→ **Your instructions**: Please repeat the entries word for word, from the very start through the line that contains "box: [105, 0, 467, 283]", including that line.
○ ○ ○ ○ ○
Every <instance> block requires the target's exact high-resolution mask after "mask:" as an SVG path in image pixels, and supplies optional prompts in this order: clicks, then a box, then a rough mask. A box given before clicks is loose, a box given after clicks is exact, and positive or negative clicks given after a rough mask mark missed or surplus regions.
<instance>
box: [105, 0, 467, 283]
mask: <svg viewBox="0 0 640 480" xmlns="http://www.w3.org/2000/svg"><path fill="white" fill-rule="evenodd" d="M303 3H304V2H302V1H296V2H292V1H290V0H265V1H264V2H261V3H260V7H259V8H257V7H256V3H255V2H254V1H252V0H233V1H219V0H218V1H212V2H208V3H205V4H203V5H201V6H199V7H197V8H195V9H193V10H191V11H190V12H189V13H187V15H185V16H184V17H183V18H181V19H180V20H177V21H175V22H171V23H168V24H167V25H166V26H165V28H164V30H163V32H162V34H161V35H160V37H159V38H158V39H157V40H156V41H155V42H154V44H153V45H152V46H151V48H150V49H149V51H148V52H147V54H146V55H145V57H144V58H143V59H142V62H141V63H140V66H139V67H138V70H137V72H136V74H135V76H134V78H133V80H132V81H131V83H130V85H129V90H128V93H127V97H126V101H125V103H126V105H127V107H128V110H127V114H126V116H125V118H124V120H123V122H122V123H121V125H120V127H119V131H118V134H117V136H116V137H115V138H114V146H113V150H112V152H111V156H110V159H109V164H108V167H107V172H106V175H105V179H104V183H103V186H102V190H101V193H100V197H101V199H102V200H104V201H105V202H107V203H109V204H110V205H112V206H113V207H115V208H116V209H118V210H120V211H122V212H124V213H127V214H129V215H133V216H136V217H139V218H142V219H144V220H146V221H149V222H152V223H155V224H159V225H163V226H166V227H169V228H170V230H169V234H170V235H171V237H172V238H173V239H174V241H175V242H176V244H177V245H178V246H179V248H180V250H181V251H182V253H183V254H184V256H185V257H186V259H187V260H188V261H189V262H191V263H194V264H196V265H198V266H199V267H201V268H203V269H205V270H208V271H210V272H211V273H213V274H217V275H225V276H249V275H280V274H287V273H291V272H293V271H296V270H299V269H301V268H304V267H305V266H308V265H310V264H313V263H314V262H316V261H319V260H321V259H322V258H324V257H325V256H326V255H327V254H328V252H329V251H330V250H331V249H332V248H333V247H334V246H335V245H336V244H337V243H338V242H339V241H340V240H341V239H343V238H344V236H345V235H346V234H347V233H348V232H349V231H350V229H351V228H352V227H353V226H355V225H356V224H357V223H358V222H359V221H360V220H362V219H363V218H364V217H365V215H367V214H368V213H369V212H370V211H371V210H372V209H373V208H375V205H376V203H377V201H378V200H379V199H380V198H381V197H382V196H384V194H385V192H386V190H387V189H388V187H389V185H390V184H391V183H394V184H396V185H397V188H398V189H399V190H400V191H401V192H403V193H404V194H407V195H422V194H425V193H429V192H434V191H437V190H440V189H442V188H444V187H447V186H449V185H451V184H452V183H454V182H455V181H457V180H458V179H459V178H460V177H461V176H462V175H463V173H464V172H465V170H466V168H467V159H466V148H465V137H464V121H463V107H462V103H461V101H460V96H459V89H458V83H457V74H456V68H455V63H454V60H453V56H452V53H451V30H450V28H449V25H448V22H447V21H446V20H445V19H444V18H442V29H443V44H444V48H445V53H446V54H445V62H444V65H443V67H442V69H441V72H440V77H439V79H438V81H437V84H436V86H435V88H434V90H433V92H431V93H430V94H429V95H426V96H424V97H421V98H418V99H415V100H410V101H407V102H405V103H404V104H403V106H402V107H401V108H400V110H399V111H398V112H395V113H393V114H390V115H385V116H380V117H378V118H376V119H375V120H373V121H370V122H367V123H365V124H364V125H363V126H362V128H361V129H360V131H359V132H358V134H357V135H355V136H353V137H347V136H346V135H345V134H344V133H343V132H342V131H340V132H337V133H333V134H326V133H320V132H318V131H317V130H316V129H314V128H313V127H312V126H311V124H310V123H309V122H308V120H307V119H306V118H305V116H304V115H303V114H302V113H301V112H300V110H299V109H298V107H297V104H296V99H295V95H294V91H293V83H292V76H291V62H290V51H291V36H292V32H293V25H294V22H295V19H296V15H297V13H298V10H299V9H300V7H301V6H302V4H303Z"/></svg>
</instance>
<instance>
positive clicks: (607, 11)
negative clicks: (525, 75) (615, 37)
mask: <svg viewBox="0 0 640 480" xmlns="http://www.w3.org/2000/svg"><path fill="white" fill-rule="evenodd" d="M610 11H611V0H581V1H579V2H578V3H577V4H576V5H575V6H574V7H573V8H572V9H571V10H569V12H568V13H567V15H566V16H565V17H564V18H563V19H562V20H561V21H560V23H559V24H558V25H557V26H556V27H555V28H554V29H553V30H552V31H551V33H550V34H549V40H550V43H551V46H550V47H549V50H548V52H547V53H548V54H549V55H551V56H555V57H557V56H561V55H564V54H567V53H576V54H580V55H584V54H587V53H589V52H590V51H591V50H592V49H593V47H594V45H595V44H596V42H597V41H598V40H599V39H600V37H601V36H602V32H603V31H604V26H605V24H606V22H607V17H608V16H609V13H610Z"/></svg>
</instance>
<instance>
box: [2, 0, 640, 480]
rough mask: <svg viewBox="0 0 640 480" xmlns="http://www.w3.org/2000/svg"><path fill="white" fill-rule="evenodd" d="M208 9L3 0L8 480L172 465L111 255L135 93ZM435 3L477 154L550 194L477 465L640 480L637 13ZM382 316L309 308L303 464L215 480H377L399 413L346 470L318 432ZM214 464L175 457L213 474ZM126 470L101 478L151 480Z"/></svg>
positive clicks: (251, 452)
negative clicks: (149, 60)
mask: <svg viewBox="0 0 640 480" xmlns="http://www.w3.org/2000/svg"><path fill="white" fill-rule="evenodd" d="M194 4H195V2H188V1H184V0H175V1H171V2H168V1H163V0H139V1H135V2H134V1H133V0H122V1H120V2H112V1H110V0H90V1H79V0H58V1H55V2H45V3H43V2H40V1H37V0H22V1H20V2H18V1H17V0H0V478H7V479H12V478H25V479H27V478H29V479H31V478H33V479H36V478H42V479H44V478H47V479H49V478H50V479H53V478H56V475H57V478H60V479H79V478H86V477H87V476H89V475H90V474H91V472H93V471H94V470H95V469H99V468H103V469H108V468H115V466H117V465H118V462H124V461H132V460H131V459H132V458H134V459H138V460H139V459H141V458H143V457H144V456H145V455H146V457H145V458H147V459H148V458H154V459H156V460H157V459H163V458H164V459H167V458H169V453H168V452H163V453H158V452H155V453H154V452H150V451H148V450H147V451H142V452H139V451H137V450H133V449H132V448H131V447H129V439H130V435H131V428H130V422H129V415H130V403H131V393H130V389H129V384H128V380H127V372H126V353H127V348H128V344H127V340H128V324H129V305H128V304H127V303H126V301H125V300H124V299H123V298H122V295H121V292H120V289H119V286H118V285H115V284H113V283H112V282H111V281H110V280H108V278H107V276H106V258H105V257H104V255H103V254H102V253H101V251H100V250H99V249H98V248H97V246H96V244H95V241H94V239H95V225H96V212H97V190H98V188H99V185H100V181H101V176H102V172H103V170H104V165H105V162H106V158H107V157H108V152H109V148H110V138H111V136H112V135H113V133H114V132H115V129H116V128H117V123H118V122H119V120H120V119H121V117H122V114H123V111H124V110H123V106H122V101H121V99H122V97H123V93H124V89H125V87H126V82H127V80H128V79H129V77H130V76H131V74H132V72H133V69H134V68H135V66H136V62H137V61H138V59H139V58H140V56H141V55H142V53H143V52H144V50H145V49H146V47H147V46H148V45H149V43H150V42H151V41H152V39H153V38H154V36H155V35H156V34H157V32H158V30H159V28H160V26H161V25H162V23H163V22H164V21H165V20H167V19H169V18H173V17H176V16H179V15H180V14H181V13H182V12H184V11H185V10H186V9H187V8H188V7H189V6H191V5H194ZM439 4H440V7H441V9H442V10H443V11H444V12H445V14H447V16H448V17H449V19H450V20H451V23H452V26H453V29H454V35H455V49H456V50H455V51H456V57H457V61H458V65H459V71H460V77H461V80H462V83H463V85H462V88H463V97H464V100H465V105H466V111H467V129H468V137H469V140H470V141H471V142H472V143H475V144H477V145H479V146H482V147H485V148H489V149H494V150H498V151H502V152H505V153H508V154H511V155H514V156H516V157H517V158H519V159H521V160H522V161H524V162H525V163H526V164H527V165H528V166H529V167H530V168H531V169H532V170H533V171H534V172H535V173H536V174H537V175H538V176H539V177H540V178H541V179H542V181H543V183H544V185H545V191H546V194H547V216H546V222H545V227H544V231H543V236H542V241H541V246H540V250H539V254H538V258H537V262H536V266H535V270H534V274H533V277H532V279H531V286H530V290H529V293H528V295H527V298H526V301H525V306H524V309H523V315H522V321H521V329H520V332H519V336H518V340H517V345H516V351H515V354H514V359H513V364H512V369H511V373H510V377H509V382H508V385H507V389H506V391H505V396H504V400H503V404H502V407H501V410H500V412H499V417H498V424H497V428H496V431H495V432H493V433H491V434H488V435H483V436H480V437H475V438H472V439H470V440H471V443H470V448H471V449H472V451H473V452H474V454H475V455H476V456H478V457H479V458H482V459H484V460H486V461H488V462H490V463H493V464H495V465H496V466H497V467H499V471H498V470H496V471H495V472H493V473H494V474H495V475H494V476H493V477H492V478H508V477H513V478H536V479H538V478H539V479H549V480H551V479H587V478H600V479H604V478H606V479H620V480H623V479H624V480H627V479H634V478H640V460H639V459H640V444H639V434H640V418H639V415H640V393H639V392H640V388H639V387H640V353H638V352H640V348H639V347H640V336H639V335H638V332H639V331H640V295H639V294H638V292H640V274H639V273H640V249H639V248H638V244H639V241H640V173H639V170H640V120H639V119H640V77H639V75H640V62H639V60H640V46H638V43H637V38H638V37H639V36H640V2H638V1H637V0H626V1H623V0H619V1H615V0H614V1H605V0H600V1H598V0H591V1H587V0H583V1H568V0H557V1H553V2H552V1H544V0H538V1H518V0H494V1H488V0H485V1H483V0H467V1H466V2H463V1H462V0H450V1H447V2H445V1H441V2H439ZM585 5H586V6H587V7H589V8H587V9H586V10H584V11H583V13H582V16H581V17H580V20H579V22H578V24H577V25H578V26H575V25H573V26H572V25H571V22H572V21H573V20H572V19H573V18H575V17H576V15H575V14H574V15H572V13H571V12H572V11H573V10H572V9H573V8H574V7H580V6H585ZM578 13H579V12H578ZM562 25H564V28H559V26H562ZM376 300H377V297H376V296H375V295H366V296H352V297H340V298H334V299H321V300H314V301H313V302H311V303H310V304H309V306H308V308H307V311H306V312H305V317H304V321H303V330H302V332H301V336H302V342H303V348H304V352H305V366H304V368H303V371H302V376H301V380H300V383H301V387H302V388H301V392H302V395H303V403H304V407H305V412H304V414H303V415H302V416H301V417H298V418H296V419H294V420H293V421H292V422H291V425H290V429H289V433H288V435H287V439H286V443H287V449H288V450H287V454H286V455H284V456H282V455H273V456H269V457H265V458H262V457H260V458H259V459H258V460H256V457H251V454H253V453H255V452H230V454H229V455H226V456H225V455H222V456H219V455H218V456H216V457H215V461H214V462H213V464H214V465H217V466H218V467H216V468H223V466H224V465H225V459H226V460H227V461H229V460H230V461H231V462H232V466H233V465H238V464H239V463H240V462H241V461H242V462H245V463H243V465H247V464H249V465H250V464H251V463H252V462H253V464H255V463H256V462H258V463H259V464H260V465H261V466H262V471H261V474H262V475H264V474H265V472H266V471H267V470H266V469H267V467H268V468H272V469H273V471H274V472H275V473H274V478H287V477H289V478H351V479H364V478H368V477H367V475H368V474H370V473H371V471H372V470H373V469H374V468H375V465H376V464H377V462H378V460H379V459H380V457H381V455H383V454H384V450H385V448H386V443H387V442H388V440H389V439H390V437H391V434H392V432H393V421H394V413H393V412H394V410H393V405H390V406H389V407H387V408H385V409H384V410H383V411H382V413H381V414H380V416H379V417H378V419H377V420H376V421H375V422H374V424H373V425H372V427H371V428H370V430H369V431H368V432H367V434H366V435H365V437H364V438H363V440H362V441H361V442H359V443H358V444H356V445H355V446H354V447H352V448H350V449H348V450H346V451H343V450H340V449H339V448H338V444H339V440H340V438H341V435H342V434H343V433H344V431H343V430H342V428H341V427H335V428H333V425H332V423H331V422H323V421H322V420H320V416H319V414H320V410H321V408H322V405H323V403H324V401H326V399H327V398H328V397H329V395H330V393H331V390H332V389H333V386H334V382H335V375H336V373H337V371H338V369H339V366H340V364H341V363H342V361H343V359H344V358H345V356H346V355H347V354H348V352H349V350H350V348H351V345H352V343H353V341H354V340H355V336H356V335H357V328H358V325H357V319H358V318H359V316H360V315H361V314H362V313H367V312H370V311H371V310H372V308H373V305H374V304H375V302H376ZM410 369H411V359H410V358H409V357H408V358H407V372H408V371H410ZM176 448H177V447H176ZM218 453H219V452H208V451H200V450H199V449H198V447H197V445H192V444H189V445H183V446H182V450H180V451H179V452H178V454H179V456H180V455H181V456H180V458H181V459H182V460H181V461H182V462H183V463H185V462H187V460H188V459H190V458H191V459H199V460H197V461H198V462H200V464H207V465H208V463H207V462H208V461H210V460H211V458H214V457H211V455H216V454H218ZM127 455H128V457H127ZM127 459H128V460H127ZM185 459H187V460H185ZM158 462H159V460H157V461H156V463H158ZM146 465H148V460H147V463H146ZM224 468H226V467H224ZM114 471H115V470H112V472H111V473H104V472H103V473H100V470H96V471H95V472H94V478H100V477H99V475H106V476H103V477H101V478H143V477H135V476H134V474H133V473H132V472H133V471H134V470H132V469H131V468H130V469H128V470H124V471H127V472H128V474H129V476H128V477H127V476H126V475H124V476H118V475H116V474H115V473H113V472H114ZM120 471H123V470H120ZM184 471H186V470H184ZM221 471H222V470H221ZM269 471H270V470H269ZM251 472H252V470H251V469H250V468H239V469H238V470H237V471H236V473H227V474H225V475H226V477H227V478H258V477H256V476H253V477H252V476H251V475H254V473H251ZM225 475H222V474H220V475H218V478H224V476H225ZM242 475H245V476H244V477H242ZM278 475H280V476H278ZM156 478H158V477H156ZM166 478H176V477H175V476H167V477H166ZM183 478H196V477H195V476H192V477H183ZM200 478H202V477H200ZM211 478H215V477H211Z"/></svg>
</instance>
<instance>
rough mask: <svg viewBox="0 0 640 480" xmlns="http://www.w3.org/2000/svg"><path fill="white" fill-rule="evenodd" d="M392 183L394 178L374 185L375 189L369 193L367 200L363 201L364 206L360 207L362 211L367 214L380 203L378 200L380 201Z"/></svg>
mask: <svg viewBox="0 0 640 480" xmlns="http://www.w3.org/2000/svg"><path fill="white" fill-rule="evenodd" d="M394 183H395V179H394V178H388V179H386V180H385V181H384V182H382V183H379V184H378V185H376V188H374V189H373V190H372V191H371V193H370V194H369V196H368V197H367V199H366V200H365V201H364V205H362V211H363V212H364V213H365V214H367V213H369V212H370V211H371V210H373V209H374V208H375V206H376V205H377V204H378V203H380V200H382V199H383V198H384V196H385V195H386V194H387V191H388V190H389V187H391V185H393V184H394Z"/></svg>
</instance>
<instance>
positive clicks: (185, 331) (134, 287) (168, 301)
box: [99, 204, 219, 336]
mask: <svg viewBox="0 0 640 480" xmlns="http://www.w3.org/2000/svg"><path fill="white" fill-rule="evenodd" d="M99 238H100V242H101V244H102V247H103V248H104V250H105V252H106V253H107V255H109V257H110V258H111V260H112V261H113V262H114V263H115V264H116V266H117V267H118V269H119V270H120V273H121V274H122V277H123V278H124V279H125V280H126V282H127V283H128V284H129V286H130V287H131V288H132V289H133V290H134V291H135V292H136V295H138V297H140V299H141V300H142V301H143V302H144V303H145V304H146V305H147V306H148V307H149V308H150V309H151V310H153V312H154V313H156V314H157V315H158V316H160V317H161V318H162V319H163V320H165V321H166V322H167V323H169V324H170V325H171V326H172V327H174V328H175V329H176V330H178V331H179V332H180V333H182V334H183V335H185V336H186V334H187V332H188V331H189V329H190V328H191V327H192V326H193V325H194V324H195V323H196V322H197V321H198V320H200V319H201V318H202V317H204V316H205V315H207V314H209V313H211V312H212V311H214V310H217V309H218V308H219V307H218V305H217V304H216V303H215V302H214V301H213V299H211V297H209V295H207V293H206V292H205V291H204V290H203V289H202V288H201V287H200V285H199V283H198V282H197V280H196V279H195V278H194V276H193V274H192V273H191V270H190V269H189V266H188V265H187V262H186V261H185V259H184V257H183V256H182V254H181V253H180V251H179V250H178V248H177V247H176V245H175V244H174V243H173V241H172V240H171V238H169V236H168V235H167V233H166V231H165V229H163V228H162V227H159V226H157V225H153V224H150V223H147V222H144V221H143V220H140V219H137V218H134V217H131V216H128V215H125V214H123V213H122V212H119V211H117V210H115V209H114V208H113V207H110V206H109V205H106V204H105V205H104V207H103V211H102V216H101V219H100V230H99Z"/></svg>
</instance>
○ ○ ○ ○ ○
→ **Your response**:
Every <instance> block requires the target's exact high-resolution mask after "mask:" as an SVG path in image pixels, and supplies optional prompts in this order: clicks, then a box, then a rough mask. A box given before clicks is loose, a box given after clicks is exact, and positive or negative clicks given after a rough mask mark missed or surplus regions.
<instance>
box: [105, 0, 467, 283]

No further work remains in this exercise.